EXERCISE AIM |
Format the items as a Markdown table with the columns Row and Line, one numbered row per line, starting at the line that contains "For the shot-chart build, locate every instance of the tree in" and running through the last line of the items, both ends included. Leave out blank lines.

* * * * *

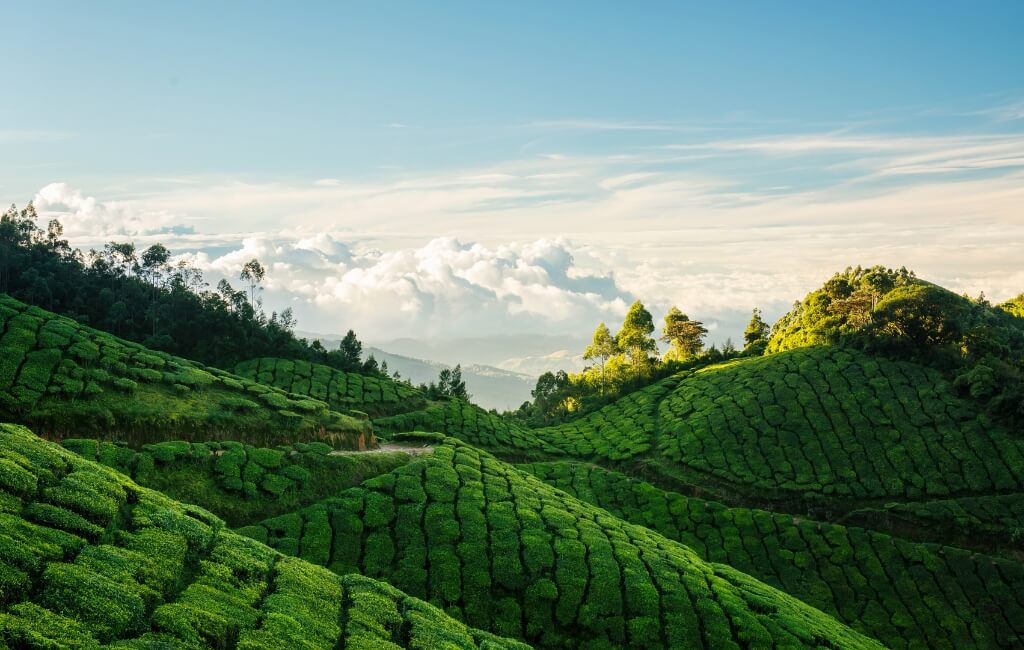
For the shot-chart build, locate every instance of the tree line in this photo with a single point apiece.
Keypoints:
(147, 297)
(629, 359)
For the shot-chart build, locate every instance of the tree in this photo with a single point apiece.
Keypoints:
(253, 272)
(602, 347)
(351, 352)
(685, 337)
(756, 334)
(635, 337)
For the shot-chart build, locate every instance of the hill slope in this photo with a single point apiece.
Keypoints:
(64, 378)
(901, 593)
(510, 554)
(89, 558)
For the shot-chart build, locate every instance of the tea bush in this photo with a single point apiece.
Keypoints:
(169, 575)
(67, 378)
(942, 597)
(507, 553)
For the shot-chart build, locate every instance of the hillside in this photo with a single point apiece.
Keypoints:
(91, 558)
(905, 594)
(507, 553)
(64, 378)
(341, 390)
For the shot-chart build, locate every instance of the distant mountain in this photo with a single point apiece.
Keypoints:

* * * * *

FINAL ANSWER |
| Row | Line |
|---|---|
| 1 | For the shot-chart build, locate every instance of the tree in this photo with a single point apiece. |
| 2 | Keypoints: |
| 3 | (253, 272) |
| 4 | (602, 347) |
| 5 | (351, 352) |
| 6 | (685, 337) |
| 7 | (756, 334) |
| 8 | (635, 337) |
| 9 | For the shot-chart build, locate every instance of the hill slope in this photo with a single point apiece. |
| 10 | Keypoints: |
| 11 | (64, 378) |
| 12 | (901, 593) |
| 13 | (510, 554) |
| 14 | (89, 558) |
| 15 | For the shot-chart build, locate every instance of the tea bush in this photo with a single point apiece. |
| 16 | Keypoints: |
| 17 | (169, 575) |
| 18 | (67, 378) |
| 19 | (942, 597) |
| 20 | (507, 553) |
| 21 | For the shot-chart build, locate every instance of the hillside in this photo with a single point apiece. |
| 22 | Keypoints: |
| 23 | (91, 558) |
| 24 | (905, 594) |
| 25 | (507, 553) |
| 26 | (64, 378) |
| 27 | (341, 390) |
| 28 | For the shot-chart build, locate every instance of the distant mountain in this photo with a single point apiece. |
| 29 | Keypoints: |